-- begin Extracted data --

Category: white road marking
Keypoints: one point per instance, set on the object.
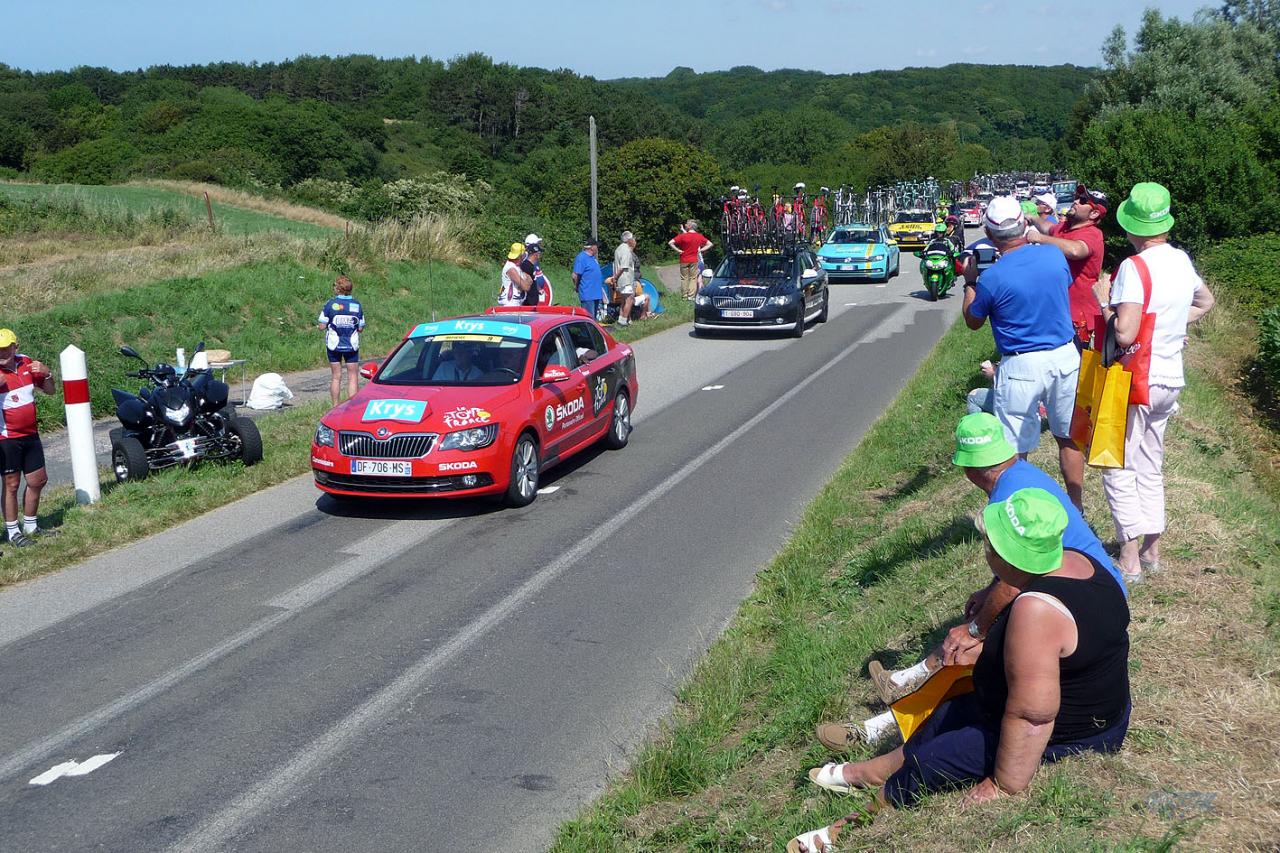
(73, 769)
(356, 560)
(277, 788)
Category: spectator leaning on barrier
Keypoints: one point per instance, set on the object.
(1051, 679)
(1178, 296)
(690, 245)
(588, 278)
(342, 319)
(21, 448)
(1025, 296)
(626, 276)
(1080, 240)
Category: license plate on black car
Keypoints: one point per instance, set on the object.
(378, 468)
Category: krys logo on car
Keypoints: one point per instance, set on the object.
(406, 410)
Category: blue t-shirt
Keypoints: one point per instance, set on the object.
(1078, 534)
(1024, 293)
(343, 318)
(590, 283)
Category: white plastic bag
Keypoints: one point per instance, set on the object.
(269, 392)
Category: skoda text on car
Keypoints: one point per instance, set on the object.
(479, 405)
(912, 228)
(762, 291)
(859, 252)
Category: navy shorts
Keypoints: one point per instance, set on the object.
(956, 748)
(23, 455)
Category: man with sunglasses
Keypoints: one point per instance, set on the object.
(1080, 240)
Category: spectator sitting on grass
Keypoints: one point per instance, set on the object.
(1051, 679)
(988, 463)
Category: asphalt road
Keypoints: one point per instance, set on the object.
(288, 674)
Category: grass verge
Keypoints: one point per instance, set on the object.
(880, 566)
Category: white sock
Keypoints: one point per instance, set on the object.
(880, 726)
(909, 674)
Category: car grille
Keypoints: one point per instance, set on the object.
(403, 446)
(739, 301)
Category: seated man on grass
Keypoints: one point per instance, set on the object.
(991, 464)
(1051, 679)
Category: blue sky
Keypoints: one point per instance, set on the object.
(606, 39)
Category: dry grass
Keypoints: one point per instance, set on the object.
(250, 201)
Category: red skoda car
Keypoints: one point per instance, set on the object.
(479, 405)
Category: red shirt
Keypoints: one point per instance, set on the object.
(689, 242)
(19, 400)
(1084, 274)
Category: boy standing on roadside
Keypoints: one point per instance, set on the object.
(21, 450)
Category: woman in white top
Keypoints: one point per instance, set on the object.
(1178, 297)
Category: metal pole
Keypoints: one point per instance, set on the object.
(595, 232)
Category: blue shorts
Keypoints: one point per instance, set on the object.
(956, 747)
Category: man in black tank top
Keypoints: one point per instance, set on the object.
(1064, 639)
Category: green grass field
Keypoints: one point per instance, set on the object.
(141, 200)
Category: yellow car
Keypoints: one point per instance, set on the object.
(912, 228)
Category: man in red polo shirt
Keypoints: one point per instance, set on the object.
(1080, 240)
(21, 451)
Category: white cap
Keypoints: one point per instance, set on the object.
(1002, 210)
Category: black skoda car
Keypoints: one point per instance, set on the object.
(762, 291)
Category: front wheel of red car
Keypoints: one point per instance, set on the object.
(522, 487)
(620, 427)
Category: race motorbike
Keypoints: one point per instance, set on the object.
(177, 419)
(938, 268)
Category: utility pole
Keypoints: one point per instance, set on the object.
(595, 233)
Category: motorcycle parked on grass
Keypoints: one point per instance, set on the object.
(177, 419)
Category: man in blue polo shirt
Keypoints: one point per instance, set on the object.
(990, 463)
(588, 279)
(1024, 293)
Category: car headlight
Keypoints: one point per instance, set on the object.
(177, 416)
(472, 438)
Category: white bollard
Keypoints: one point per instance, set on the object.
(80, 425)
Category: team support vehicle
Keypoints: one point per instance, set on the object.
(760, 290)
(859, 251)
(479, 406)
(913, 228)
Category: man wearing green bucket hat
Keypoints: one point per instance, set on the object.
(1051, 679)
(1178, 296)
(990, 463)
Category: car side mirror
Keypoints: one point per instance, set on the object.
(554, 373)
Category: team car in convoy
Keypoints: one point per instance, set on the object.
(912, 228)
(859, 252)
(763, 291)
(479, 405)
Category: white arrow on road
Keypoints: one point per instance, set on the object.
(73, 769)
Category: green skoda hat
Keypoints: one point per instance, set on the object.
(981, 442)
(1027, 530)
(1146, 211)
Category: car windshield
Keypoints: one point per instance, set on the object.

-- end Extracted data --

## [Task requirements]
Leaving out the pictures, repeat the data above exactly.

## [Written response]
Category: white road marking
Keypoints: one point per instance, set on the object.
(73, 769)
(356, 560)
(277, 788)
Category: spectator leaning on barrier
Keypoints: one point per instance, set on the object.
(1051, 679)
(1178, 296)
(690, 245)
(588, 278)
(342, 319)
(21, 448)
(1025, 296)
(626, 276)
(1080, 240)
Category: license plate on black car
Keypoints: one point per instance, set on the object.
(378, 468)
Category: krys logo on car
Keypoints: one point per instance, set on the object.
(406, 410)
Category: blue t-shirt
Keypoints: one point per instance, set on the object.
(1078, 534)
(1024, 293)
(343, 318)
(590, 283)
Category: white plastic bag
Keypoints: one point per instance, set on the object.
(269, 392)
Category: skoda text on car
Keypoints: one point per instance, set on the object.
(479, 405)
(912, 228)
(762, 291)
(859, 252)
Category: navy shorts
Keypoints: one point per instance, set on the object.
(956, 748)
(23, 455)
Category: man with sunglasses
Keypoints: one point per instance, set on the object.
(1080, 240)
Category: spectator sitting on grass
Keypoints: one point per instance, set on the object.
(1051, 679)
(988, 463)
Category: asphalt road
Keypoints: one point per instance, set on the object.
(288, 674)
Category: grass verge
Keypoints: one point per instance, set on the object.
(880, 566)
Category: white sock
Keypoints: one point per instance, set on the object.
(880, 726)
(909, 674)
Category: car grille
Keypoints: one point per instance, set on the object.
(403, 446)
(739, 301)
Category: seated man on grass
Keypoints: one point per instance, set on the object.
(991, 464)
(1051, 679)
Category: blue sky
Keypoints: one point per instance, set on the object.
(606, 39)
Category: dry grass
Keypoints: one point per instance, set on the object.
(250, 201)
Category: red skoda car
Keypoints: one point per instance, set on the object.
(479, 405)
Category: red shirt
Keypoints: one point per instance, set on the object.
(689, 242)
(19, 400)
(1084, 274)
Category: boy standing on roadside
Keypoints: one point per instance, set on the object.
(21, 450)
Category: woman in white top
Keypoints: one point per instance, set on the object.
(1178, 297)
Category: metal pole
Keypoints: one point per instance, set on the object.
(595, 232)
Category: blue shorts
Keypoints: one point per instance, set on the object.
(956, 747)
Category: man in black tank top
Keypoints: one point per instance, set on the object.
(1064, 639)
Category: green grass field
Keypoints: one point per instance, set on the object.
(141, 200)
Category: yellow car
Keypoints: one point per instance, set on the object.
(912, 228)
Category: man in red polo shirt
Keypoints: one point per instance, set on the object.
(1080, 240)
(21, 451)
Category: white cap
Keypoints: one point per instance, set on the object.
(1002, 210)
Category: black skoda car
Keypoints: one point per instance, set on the object.
(762, 291)
Category: front wheel of red car
Keypoints: one point per instance, set on the object.
(522, 487)
(620, 427)
Category: race motorbike
Keypoints: one point per instance, set on the object.
(177, 419)
(938, 268)
Category: utility pole
Keypoints: one point per instance, set on the object.
(595, 233)
Category: motorcycle parked on grass
Keypoints: one point per instance, set on the object.
(177, 419)
Category: man in blue polo shirt
Keypoints: one point per instance, set on the object.
(990, 463)
(588, 279)
(1024, 293)
Category: car headlight
Keypoints: one point per instance, set on the object.
(177, 416)
(472, 438)
Category: white bollard
Keypoints: one point per instance, set on the object.
(80, 425)
Category: team support vehicle
Keypoints: one point per instance, set on the object.
(760, 290)
(859, 251)
(479, 406)
(913, 228)
Category: man wearing green bucket hat
Keypoints: one point per instance, set on the object.
(1051, 679)
(1178, 296)
(990, 463)
Category: car side mirror
Keypoints: one point per instance, set on the object.
(554, 373)
Category: team car in convoy
Keypoints: one point per instance, set on the object.
(912, 228)
(859, 252)
(763, 291)
(479, 405)
Category: white arrow on road
Keypoints: one point per instance, set on the object.
(73, 769)
Category: green skoda hat
Keypoints: one point per instance, set on the object.
(981, 442)
(1027, 530)
(1146, 211)
Category: car windshield
Keypoints: one point per instance, set on the object.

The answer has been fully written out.